Directions. In the passage about the new puppy, rewrite everything from "To watch me" down to "puppy's teeth now!", replacing "ball gowns" with "tiaras".

Passage provided.
START

Then the grooming, yes the current situation involves shampoos, conditioners, blow dryers and fluff outs. When I was a man and did manish things with my hell beast, we would gladly hit the hose up in the front yard and revel in the mud and guts being washed off each other as we spilled OUR beers. It won't be much longer before this fluff-ball poof weasel needs to be brushed and clipped weekly as he fills out his full coat of poof. I can see myself already wearing a pink apron and grooming this pocket fluff while the View is on in the background.
The one interesting development that has come from this transition to middle-aged womanhood that I am experiencing, other than the menopause is a heightened sensory perception. This all started when we would go on our daily bathroom walks in the backyard. When I would walk Rhino he would shoot off into the woods somewhere far away, hopefully on neighbors property and do his worst. I would hardly have to listen at all to make sure he went. The huge waste of a days worth of killing and burying things would hit the forest floor with such audio clarity there was no doubt that it was over. Now of course things are a bit different, after pleading with the floof to "please go potty" he saunters off to the edge of the grass where I can't really see him and gingerly squats. Much like a well tuned ninja my senses have become so sharpened I can now actually hear his itsy-bitsy rabbit droppings occur. So the ninja skill leveling I appreciate certainly, but still...
To watch me tear around the house playing silly chase games and throwing numerous stuffed animals to this guinea pig of dogs is a sad sight to behold. I really should start wearing ball gowns and drink mint juleps at this point. Rhino would be rolling in his hand dug grave (that he would have gladly helped dig, he was that bad ass.) I have a conclusion of sorts, this is a rebound dog situation! I don't actually like being a lady boy like this, I don't even like sweater shopping! This is the only explanation. This is certainly a rebound dog... Whew I feel better, gotta go brush the puppy's teeth now!

END

Records shown.
START

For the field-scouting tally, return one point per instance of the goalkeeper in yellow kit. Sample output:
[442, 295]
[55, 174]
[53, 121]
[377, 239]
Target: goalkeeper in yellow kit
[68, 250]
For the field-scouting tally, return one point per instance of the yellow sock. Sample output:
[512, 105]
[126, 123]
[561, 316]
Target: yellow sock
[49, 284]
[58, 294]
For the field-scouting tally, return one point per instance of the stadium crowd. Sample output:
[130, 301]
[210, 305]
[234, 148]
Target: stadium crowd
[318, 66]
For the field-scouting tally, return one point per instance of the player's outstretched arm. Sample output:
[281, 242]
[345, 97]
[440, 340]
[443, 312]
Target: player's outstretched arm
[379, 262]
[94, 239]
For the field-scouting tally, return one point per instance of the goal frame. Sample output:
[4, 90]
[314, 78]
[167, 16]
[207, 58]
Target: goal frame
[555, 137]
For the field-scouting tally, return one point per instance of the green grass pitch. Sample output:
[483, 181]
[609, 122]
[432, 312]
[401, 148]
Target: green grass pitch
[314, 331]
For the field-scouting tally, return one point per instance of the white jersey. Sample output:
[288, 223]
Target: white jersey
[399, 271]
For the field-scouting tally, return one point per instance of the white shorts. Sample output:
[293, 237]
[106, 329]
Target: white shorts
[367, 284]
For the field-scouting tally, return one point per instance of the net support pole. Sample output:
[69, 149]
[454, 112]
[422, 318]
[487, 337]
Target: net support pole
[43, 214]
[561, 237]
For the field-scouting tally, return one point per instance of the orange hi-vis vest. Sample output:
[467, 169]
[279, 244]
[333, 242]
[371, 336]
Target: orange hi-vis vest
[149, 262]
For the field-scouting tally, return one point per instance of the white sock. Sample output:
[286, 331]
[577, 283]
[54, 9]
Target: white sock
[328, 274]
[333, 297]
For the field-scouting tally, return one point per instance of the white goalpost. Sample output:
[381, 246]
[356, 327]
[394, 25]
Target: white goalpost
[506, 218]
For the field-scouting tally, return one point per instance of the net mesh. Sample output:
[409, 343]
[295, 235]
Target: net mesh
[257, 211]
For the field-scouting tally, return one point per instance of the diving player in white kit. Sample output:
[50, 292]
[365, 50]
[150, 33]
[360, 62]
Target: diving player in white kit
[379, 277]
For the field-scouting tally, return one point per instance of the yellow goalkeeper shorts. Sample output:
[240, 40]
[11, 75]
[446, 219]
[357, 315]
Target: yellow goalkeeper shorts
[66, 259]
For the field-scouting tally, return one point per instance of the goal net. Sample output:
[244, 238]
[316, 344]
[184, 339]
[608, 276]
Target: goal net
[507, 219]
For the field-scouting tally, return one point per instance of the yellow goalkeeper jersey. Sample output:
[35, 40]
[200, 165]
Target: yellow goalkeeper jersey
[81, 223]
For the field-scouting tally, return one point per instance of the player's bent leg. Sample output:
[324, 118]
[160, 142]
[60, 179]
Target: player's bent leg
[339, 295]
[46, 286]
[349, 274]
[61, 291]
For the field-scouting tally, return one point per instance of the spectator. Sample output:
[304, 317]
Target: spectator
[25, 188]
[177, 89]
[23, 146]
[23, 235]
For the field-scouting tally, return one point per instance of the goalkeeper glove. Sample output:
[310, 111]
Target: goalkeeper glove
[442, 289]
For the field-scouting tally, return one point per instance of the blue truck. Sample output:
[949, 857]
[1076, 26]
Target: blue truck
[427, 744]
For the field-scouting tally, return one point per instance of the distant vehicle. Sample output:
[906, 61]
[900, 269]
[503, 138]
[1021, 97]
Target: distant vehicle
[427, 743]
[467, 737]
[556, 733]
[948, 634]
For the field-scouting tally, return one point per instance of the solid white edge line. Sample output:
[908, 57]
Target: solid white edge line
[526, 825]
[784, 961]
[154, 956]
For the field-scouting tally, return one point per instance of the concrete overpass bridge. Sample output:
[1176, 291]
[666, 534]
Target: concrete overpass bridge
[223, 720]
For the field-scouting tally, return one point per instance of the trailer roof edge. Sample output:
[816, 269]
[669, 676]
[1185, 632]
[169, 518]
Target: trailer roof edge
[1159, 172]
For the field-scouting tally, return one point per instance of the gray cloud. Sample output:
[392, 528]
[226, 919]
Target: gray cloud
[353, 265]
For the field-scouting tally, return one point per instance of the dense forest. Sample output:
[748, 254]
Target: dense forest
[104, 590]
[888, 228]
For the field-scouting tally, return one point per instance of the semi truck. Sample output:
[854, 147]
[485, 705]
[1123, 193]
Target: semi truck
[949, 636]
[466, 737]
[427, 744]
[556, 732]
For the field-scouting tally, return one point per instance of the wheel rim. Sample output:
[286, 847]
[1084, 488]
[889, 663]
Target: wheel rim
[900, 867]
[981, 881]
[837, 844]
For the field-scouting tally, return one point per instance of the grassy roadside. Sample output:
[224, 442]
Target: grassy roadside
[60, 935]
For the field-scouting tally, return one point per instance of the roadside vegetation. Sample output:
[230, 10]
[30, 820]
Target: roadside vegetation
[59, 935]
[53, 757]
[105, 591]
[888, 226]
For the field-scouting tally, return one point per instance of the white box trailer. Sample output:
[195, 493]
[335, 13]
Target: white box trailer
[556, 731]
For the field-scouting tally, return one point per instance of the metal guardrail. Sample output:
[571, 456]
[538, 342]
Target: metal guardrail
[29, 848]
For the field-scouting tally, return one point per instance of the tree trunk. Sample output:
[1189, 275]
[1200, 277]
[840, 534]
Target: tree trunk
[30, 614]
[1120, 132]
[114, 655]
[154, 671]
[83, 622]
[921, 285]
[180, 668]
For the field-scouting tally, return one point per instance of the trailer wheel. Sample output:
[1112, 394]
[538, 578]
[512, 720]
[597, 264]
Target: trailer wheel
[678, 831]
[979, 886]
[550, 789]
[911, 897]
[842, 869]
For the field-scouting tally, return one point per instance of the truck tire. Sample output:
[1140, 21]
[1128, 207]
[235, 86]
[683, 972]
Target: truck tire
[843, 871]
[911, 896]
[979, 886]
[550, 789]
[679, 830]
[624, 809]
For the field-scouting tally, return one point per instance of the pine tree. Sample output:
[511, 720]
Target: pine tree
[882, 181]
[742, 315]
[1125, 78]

END

Solution for this problem.
To watch me tear around the house playing silly chase games and throwing numerous stuffed animals to this guinea pig of dogs is a sad sight to behold. I really should start wearing tiaras and drink mint juleps at this point. Rhino would be rolling in his hand dug grave (that he would have gladly helped dig, he was that bad ass.) I have a conclusion of sorts, this is a rebound dog situation! I don't actually like being a lady boy like this, I don't even like sweater shopping! This is the only explanation. This is certainly a rebound dog... Whew I feel better, gotta go brush the puppy's teeth now!